— DIRECTIONS FOR THIS TASK —
Where the records below begin, start copying, and stop after the line that contains "positive clicks: (313, 56)"; reproduce every line exactly but omit pictures.
○ ○ ○ ○ ○ ○ ○
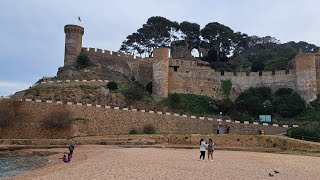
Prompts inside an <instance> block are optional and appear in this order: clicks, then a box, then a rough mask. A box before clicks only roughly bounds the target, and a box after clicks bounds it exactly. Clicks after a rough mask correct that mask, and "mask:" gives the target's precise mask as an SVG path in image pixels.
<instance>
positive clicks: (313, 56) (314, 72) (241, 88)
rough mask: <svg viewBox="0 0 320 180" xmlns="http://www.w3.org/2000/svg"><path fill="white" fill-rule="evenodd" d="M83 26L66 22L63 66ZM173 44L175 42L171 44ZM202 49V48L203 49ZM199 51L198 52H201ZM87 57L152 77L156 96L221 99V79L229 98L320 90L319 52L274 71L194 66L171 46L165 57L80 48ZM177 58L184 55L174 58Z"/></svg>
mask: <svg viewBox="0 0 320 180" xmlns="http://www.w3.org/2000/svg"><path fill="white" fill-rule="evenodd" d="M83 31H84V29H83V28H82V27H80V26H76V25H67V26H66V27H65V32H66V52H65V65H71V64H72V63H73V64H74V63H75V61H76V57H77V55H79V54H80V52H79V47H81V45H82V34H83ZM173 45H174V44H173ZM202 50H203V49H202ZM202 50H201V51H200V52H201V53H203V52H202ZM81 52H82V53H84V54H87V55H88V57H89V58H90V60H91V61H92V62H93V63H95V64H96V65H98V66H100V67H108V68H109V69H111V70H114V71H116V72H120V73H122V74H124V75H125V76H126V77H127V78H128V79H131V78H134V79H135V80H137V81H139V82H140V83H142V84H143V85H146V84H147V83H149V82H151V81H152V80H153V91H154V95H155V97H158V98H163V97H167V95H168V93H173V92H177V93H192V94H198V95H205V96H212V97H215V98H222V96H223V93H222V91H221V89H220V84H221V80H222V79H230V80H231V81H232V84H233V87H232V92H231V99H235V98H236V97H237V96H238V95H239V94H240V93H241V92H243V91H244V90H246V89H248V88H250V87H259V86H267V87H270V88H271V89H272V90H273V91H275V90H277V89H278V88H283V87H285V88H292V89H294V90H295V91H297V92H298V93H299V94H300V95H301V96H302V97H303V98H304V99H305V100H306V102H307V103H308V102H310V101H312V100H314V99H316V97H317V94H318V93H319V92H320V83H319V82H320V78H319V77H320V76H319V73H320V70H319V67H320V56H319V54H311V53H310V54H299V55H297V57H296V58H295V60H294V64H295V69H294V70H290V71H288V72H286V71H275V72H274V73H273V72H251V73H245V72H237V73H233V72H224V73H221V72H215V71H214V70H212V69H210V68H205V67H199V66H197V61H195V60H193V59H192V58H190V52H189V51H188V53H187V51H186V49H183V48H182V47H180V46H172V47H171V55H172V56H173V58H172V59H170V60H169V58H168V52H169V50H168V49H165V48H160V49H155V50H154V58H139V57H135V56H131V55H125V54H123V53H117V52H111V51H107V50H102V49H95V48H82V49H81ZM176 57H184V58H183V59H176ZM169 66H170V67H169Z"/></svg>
○ ○ ○ ○ ○ ○ ○
— TASK ANSWER —
Prompts inside an <instance> block are optional and appear in this order: clicks, then a box, then a rough mask. A box before clicks only roughly bounds the target, and a box after clicks bounds it exactly. Clicks after a rough mask correct that mask, and "mask:" gives the target's precise mask as an SVG path in image pixels.
<instance>
positive clicks: (313, 56) (314, 72) (241, 88)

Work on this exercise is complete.